What to produce:
Render the material below, from the line containing "In this exercise you will find the wooden table" through its last line, as a JSON list of strings with one string per line and no blank lines.

--------------------------------------------------

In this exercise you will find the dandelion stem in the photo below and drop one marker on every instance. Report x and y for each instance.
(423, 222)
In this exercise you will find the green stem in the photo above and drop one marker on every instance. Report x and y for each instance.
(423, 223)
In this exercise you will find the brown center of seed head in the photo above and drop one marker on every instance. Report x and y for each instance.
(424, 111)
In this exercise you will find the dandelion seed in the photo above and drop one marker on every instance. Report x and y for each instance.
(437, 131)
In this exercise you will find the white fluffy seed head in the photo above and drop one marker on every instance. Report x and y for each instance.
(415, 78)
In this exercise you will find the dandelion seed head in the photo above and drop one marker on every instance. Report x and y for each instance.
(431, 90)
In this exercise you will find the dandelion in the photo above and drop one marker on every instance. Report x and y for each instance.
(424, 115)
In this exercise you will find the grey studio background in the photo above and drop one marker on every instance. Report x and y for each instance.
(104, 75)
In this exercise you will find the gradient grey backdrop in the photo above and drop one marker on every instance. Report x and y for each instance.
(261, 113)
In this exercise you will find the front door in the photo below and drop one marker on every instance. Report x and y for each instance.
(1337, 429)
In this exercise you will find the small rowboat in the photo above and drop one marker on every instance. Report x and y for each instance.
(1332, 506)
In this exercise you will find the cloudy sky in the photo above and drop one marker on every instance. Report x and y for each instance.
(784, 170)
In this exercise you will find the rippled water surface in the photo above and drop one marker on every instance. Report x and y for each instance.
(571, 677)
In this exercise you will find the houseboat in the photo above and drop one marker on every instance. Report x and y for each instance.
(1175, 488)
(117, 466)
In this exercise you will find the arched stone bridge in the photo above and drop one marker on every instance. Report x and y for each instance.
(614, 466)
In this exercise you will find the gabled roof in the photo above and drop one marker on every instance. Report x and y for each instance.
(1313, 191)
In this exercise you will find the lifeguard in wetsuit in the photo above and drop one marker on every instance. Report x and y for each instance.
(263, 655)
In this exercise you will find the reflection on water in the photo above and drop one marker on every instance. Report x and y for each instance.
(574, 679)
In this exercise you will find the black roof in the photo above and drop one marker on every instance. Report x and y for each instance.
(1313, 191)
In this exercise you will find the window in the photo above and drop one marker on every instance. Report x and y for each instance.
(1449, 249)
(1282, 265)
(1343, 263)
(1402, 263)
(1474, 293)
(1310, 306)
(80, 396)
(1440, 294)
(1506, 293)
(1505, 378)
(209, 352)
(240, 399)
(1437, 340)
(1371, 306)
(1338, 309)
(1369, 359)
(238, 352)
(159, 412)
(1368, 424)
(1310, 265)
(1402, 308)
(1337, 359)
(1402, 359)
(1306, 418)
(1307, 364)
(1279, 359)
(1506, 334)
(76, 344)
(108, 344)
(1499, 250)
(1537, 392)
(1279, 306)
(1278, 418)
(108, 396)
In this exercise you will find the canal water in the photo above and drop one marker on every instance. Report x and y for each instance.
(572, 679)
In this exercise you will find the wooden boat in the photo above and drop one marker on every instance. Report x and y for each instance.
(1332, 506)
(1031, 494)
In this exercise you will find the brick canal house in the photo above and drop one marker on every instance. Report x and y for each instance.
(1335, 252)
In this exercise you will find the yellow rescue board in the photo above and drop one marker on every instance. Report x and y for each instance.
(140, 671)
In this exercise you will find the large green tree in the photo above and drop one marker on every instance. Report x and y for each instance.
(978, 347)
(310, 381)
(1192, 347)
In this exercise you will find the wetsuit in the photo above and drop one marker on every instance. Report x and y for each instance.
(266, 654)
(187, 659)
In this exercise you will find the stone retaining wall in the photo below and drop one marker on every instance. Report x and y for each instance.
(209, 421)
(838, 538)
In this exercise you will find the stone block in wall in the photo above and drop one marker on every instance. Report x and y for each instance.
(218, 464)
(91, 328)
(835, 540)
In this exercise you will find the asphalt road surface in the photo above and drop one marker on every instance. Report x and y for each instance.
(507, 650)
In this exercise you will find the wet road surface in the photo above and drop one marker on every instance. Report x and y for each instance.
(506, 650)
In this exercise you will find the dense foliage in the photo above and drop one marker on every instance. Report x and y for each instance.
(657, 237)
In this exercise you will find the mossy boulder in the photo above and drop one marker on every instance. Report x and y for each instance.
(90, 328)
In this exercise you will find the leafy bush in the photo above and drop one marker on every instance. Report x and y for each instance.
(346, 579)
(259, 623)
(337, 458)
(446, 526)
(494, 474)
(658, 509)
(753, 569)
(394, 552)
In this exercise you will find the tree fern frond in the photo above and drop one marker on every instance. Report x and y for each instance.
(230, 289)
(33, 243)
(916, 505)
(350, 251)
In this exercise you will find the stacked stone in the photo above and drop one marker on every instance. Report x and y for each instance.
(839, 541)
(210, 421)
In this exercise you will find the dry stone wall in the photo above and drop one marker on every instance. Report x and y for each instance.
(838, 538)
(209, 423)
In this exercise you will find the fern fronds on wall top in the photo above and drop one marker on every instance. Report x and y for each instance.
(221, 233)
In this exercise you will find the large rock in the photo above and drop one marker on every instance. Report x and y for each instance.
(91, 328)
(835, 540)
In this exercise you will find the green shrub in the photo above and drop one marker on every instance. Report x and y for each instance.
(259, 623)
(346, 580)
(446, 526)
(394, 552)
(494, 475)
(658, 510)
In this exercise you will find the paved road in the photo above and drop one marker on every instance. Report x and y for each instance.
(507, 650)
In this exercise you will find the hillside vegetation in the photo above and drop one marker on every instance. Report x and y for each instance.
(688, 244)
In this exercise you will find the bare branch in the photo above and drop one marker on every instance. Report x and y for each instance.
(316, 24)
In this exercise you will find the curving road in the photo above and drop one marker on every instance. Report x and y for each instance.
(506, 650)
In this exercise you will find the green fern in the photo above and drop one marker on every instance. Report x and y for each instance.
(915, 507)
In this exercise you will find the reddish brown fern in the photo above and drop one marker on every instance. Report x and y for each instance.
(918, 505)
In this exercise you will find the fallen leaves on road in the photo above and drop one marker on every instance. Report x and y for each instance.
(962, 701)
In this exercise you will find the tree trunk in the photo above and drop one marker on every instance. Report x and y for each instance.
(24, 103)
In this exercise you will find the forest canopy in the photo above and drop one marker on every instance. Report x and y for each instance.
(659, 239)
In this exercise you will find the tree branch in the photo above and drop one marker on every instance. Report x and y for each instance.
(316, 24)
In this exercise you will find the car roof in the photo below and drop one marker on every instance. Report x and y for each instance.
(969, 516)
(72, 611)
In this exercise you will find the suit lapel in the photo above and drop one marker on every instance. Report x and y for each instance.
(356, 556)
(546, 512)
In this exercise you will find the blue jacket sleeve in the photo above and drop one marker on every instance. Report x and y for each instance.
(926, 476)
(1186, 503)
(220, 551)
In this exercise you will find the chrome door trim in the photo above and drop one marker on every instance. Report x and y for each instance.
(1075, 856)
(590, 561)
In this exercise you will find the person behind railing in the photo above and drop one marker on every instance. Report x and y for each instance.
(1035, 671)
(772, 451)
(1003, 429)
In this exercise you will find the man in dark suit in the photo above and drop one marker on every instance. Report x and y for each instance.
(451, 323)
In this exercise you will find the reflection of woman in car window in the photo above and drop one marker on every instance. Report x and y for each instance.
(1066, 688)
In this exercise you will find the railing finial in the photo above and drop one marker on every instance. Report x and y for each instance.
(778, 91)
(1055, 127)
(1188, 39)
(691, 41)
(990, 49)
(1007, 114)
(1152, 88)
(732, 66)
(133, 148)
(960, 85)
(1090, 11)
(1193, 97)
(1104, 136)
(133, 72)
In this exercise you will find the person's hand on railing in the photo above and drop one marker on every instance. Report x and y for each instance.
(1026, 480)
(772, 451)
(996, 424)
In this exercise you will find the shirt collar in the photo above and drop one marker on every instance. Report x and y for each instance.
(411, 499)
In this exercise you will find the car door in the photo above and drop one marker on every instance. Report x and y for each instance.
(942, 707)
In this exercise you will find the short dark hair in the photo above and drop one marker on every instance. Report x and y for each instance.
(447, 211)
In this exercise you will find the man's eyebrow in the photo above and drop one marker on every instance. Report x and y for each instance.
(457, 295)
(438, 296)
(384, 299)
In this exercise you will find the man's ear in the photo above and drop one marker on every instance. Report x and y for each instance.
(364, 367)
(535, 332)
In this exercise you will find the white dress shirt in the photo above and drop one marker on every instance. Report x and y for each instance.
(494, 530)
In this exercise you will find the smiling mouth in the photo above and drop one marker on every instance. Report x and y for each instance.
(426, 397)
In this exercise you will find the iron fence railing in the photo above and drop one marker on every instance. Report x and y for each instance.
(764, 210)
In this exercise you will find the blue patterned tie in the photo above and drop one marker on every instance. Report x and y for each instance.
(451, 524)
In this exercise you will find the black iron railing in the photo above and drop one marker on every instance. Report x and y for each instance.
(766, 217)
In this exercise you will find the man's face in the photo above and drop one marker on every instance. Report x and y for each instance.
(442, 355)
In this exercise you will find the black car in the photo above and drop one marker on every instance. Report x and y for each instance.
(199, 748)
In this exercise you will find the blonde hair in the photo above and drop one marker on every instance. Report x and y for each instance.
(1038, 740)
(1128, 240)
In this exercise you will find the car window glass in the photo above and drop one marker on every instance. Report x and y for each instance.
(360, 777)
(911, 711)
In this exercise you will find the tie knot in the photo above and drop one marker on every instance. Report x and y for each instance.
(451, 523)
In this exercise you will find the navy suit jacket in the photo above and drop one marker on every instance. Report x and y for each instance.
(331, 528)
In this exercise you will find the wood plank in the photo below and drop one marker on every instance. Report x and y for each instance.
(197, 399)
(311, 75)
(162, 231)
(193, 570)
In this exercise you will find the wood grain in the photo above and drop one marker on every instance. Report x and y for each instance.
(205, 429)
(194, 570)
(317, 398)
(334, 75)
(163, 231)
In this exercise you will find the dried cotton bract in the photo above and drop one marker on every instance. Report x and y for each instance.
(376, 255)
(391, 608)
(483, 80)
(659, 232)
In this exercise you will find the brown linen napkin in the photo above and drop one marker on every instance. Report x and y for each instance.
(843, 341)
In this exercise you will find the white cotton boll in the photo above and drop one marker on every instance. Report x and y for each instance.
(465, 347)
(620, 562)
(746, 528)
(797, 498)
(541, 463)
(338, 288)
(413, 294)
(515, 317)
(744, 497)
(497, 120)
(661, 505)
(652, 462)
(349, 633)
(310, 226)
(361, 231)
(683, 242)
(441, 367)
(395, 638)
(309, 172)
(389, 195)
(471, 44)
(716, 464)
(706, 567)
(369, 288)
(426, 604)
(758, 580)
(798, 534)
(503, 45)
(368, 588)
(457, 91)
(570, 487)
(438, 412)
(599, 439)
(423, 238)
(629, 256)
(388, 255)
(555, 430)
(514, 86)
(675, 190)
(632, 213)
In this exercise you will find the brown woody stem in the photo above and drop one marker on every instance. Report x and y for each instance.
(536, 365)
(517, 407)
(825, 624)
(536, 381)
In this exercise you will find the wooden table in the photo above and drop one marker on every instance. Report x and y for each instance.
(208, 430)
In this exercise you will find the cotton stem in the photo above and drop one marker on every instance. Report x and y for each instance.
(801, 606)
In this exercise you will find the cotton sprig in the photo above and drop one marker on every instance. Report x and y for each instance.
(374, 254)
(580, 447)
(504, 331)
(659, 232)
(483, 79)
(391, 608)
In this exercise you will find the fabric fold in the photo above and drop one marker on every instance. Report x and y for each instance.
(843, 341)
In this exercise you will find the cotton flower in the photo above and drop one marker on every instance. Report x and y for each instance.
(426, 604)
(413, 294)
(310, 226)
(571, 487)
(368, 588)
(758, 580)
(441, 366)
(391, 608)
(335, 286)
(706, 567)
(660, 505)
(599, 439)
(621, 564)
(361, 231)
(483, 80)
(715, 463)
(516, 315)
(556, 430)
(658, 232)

--------------------------------------------------

Written answer:
[
  "In this exercise you will find the wooden table in the photo above and drop one marker on every instance. Report x and y for each instance.",
  "(208, 430)",
  "In this exercise you will find the cotton stem in the photo above and drop one marker on every instance. Report x and y for each instance.",
  "(801, 606)",
  "In this exercise you will find the cotton sprig in the photo above and drop one marker on every instance. Report x and y for each instance.",
  "(374, 254)",
  "(580, 447)",
  "(504, 331)",
  "(659, 232)",
  "(483, 79)",
  "(391, 608)",
  "In this exercise you will find the fabric fold in the photo above and drop one marker on every instance. Report x and y for each instance.",
  "(843, 341)",
  "In this exercise you will find the cotton flower in the photo above and drop one marker on every instance. Report x and y for each instance.",
  "(426, 604)",
  "(413, 294)",
  "(310, 226)",
  "(571, 487)",
  "(368, 588)",
  "(758, 580)",
  "(441, 366)",
  "(391, 608)",
  "(335, 286)",
  "(706, 567)",
  "(660, 505)",
  "(599, 439)",
  "(621, 564)",
  "(361, 231)",
  "(483, 80)",
  "(715, 463)",
  "(516, 315)",
  "(556, 430)",
  "(658, 232)"
]